___ TEXT PROVIDED ___

"So what does he do? He takes his eye off of Jesus," he said.
"And in essence, the interpretation of that is that, he's believing that the storm is more powerful than the son of God," Heilman added. "So I've been telling people, just remember this: God is more powerful than the devil. Okay? And you've got to keep your eye on God. And I'm hoping upon hope that this period of time that we're going through is kind of awakening all of us to be even stronger in our belief in the supernatural power of God."
Bishop Hying added that another one of the goals of the procession was to give people hope, during a time where they are more isolated than normal due to the coronavirus pandemic, and when the unrest in the country may be causing distress and despair.
"Many participants commented on that - that the day, the (procession) experience, gave them hope. They're mired in despair, social isolation and fear, and coming together publicly with the Lord really gave them light, hope, and peace to move forward," he said.
The day of the procession was also the first day of a 54-day rosary novena that many people are participating in, Hying said. He noted that he, like many other bishops, has been encouraging the recitation of the rosary throughout the pandemic.
"Mary is our greatest advocate before the throne of God. Mary is the one who gave birth to the Lord in his human flesh, but also before that was the first disciple, the first believer," he said.

___ ENTRIES SUPPLIED ___

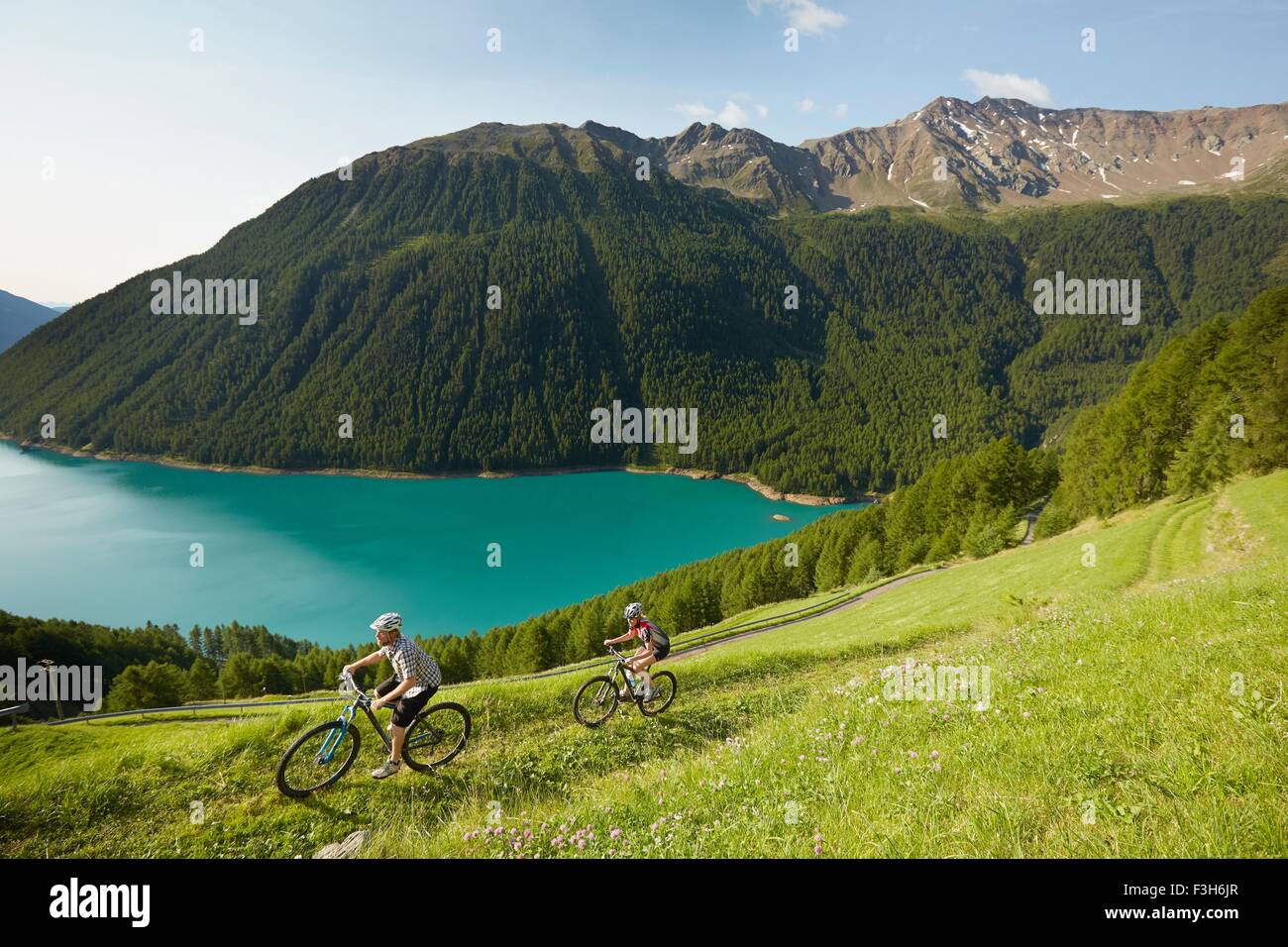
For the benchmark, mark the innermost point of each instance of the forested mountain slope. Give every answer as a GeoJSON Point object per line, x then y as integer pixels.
{"type": "Point", "coordinates": [373, 303]}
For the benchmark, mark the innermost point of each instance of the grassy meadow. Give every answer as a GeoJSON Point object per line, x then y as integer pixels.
{"type": "Point", "coordinates": [1136, 707]}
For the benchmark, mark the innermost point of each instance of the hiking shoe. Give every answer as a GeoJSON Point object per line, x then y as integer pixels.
{"type": "Point", "coordinates": [387, 770]}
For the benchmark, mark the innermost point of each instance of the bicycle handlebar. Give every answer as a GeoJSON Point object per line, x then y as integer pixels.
{"type": "Point", "coordinates": [353, 684]}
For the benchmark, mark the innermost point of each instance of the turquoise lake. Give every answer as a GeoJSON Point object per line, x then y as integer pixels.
{"type": "Point", "coordinates": [318, 557]}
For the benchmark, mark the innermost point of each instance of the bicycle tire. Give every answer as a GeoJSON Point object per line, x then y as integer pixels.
{"type": "Point", "coordinates": [585, 719]}
{"type": "Point", "coordinates": [423, 722]}
{"type": "Point", "coordinates": [296, 792]}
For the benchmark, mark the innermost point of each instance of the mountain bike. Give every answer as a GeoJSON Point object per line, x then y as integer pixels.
{"type": "Point", "coordinates": [596, 699]}
{"type": "Point", "coordinates": [325, 753]}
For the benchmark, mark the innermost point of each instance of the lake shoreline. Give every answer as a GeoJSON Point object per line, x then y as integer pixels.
{"type": "Point", "coordinates": [746, 479]}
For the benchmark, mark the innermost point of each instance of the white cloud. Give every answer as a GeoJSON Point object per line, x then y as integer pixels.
{"type": "Point", "coordinates": [1009, 85]}
{"type": "Point", "coordinates": [695, 111]}
{"type": "Point", "coordinates": [733, 115]}
{"type": "Point", "coordinates": [806, 16]}
{"type": "Point", "coordinates": [730, 116]}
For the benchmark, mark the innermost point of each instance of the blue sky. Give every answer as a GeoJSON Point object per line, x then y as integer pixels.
{"type": "Point", "coordinates": [121, 149]}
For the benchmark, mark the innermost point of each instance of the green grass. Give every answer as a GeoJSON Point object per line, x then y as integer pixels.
{"type": "Point", "coordinates": [1124, 669]}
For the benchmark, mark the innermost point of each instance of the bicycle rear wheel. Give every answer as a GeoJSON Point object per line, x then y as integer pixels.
{"type": "Point", "coordinates": [436, 736]}
{"type": "Point", "coordinates": [665, 685]}
{"type": "Point", "coordinates": [317, 759]}
{"type": "Point", "coordinates": [595, 701]}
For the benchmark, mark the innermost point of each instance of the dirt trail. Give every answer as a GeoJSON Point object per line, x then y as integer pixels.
{"type": "Point", "coordinates": [850, 603]}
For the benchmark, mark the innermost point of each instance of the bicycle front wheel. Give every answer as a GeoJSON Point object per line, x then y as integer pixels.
{"type": "Point", "coordinates": [317, 759]}
{"type": "Point", "coordinates": [436, 736]}
{"type": "Point", "coordinates": [595, 701]}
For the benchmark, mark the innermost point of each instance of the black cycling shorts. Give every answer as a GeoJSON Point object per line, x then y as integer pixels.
{"type": "Point", "coordinates": [406, 707]}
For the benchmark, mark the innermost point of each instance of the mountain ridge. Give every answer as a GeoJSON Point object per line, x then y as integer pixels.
{"type": "Point", "coordinates": [951, 154]}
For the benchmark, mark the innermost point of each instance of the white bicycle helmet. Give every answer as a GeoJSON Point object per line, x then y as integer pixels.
{"type": "Point", "coordinates": [389, 621]}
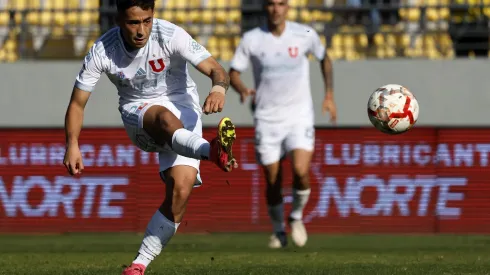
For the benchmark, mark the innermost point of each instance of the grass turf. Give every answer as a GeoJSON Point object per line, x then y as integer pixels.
{"type": "Point", "coordinates": [77, 254]}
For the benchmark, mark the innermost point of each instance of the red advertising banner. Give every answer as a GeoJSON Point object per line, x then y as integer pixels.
{"type": "Point", "coordinates": [425, 181]}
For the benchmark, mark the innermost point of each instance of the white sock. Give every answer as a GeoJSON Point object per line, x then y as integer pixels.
{"type": "Point", "coordinates": [158, 233]}
{"type": "Point", "coordinates": [276, 214]}
{"type": "Point", "coordinates": [189, 144]}
{"type": "Point", "coordinates": [300, 199]}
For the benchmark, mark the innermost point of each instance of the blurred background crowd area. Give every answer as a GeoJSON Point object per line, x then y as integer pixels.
{"type": "Point", "coordinates": [351, 29]}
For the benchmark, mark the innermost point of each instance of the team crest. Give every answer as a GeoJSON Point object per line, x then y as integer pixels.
{"type": "Point", "coordinates": [120, 75]}
{"type": "Point", "coordinates": [293, 51]}
{"type": "Point", "coordinates": [157, 66]}
{"type": "Point", "coordinates": [195, 47]}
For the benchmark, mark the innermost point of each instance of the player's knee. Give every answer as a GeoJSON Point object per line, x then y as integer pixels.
{"type": "Point", "coordinates": [301, 177]}
{"type": "Point", "coordinates": [273, 175]}
{"type": "Point", "coordinates": [274, 195]}
{"type": "Point", "coordinates": [168, 121]}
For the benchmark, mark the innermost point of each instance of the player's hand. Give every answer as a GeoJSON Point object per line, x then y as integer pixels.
{"type": "Point", "coordinates": [329, 106]}
{"type": "Point", "coordinates": [73, 160]}
{"type": "Point", "coordinates": [214, 103]}
{"type": "Point", "coordinates": [245, 94]}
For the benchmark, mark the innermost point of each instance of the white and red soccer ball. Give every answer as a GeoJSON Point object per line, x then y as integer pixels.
{"type": "Point", "coordinates": [393, 109]}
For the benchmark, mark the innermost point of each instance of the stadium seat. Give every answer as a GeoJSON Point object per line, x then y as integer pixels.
{"type": "Point", "coordinates": [319, 15]}
{"type": "Point", "coordinates": [446, 45]}
{"type": "Point", "coordinates": [336, 50]}
{"type": "Point", "coordinates": [212, 46]}
{"type": "Point", "coordinates": [179, 11]}
{"type": "Point", "coordinates": [436, 14]}
{"type": "Point", "coordinates": [226, 48]}
{"type": "Point", "coordinates": [294, 14]}
{"type": "Point", "coordinates": [221, 11]}
{"type": "Point", "coordinates": [409, 14]}
{"type": "Point", "coordinates": [354, 42]}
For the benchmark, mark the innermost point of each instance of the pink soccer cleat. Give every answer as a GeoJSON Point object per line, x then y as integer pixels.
{"type": "Point", "coordinates": [221, 153]}
{"type": "Point", "coordinates": [134, 269]}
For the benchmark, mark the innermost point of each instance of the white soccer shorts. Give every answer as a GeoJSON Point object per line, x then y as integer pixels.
{"type": "Point", "coordinates": [132, 115]}
{"type": "Point", "coordinates": [274, 140]}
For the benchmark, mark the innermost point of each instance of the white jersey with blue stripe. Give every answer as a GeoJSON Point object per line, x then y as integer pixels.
{"type": "Point", "coordinates": [157, 71]}
{"type": "Point", "coordinates": [281, 70]}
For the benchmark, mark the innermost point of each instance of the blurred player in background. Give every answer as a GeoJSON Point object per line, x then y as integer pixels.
{"type": "Point", "coordinates": [283, 112]}
{"type": "Point", "coordinates": [146, 59]}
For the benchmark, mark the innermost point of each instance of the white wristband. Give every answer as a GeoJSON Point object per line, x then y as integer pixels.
{"type": "Point", "coordinates": [219, 89]}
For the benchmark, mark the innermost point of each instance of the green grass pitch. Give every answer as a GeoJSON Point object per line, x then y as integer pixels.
{"type": "Point", "coordinates": [77, 254]}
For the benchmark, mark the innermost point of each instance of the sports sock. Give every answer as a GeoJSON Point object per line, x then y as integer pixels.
{"type": "Point", "coordinates": [189, 144]}
{"type": "Point", "coordinates": [300, 199]}
{"type": "Point", "coordinates": [158, 233]}
{"type": "Point", "coordinates": [276, 214]}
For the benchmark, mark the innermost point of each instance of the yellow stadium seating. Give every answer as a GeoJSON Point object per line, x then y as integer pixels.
{"type": "Point", "coordinates": [336, 50]}
{"type": "Point", "coordinates": [318, 15]}
{"type": "Point", "coordinates": [225, 11]}
{"type": "Point", "coordinates": [179, 11]}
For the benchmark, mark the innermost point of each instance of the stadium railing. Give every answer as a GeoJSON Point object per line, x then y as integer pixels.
{"type": "Point", "coordinates": [351, 29]}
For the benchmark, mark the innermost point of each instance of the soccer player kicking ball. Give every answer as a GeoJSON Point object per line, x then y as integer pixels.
{"type": "Point", "coordinates": [146, 59]}
{"type": "Point", "coordinates": [284, 118]}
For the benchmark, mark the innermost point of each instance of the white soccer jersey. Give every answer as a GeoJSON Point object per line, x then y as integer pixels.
{"type": "Point", "coordinates": [281, 70]}
{"type": "Point", "coordinates": [157, 71]}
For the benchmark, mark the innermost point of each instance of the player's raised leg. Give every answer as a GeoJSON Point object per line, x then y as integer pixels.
{"type": "Point", "coordinates": [179, 181]}
{"type": "Point", "coordinates": [273, 177]}
{"type": "Point", "coordinates": [164, 127]}
{"type": "Point", "coordinates": [301, 160]}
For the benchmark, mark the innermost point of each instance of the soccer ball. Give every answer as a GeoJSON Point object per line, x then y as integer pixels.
{"type": "Point", "coordinates": [393, 109]}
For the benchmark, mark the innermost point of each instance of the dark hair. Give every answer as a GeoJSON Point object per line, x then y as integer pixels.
{"type": "Point", "coordinates": [123, 5]}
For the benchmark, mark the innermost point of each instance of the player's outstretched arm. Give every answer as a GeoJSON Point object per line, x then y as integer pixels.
{"type": "Point", "coordinates": [73, 125]}
{"type": "Point", "coordinates": [328, 103]}
{"type": "Point", "coordinates": [240, 87]}
{"type": "Point", "coordinates": [215, 101]}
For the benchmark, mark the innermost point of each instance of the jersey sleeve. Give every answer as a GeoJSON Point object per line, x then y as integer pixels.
{"type": "Point", "coordinates": [317, 47]}
{"type": "Point", "coordinates": [91, 71]}
{"type": "Point", "coordinates": [189, 48]}
{"type": "Point", "coordinates": [241, 58]}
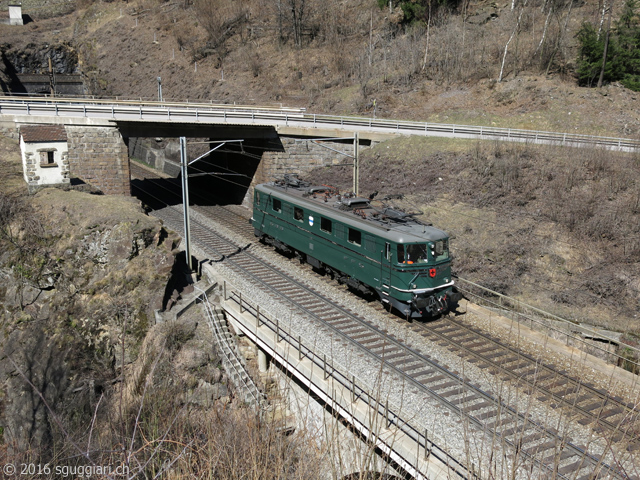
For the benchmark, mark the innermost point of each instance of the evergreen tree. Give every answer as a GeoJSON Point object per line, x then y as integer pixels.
{"type": "Point", "coordinates": [623, 53]}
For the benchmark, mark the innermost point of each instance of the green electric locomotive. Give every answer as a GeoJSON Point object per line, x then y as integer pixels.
{"type": "Point", "coordinates": [371, 249]}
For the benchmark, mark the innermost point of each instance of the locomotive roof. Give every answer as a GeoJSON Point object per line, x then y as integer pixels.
{"type": "Point", "coordinates": [363, 213]}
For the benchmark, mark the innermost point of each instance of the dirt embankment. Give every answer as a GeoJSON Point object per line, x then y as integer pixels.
{"type": "Point", "coordinates": [557, 228]}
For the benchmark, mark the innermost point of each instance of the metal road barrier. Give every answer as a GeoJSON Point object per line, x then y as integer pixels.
{"type": "Point", "coordinates": [203, 113]}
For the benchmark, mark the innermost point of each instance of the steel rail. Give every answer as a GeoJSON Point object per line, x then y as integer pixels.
{"type": "Point", "coordinates": [534, 384]}
{"type": "Point", "coordinates": [520, 418]}
{"type": "Point", "coordinates": [249, 274]}
{"type": "Point", "coordinates": [357, 392]}
{"type": "Point", "coordinates": [115, 111]}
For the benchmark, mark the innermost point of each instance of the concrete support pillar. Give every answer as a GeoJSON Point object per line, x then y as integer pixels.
{"type": "Point", "coordinates": [263, 361]}
{"type": "Point", "coordinates": [99, 156]}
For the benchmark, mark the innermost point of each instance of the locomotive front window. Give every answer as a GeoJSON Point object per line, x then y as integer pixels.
{"type": "Point", "coordinates": [355, 236]}
{"type": "Point", "coordinates": [417, 253]}
{"type": "Point", "coordinates": [325, 225]}
{"type": "Point", "coordinates": [440, 249]}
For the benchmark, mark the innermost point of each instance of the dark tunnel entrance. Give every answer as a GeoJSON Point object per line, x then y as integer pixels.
{"type": "Point", "coordinates": [221, 167]}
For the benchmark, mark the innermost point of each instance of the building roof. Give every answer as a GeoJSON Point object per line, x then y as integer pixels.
{"type": "Point", "coordinates": [43, 133]}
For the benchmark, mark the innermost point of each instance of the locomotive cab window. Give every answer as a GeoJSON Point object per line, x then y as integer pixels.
{"type": "Point", "coordinates": [410, 254]}
{"type": "Point", "coordinates": [325, 225]}
{"type": "Point", "coordinates": [355, 236]}
{"type": "Point", "coordinates": [440, 249]}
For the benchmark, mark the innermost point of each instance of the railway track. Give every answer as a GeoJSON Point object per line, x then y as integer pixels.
{"type": "Point", "coordinates": [542, 447]}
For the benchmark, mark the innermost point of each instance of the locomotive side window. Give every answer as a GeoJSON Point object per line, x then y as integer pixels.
{"type": "Point", "coordinates": [355, 236]}
{"type": "Point", "coordinates": [325, 225]}
{"type": "Point", "coordinates": [369, 243]}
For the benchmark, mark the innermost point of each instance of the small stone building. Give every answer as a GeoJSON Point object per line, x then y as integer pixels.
{"type": "Point", "coordinates": [44, 155]}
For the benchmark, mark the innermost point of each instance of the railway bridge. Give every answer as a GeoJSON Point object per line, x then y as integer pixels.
{"type": "Point", "coordinates": [275, 139]}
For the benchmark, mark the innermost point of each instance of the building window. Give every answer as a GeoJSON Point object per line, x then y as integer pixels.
{"type": "Point", "coordinates": [47, 159]}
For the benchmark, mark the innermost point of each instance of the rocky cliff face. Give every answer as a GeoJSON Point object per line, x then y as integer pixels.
{"type": "Point", "coordinates": [81, 277]}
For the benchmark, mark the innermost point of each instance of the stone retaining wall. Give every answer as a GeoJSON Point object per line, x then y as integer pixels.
{"type": "Point", "coordinates": [99, 156]}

___

■ EXERCISE DETAILS
In the text about the procession, what three things does Bishop Hying say participants were mired in? List them.

■ RESULT FOR THIS TASK
Despair, social isolation, fear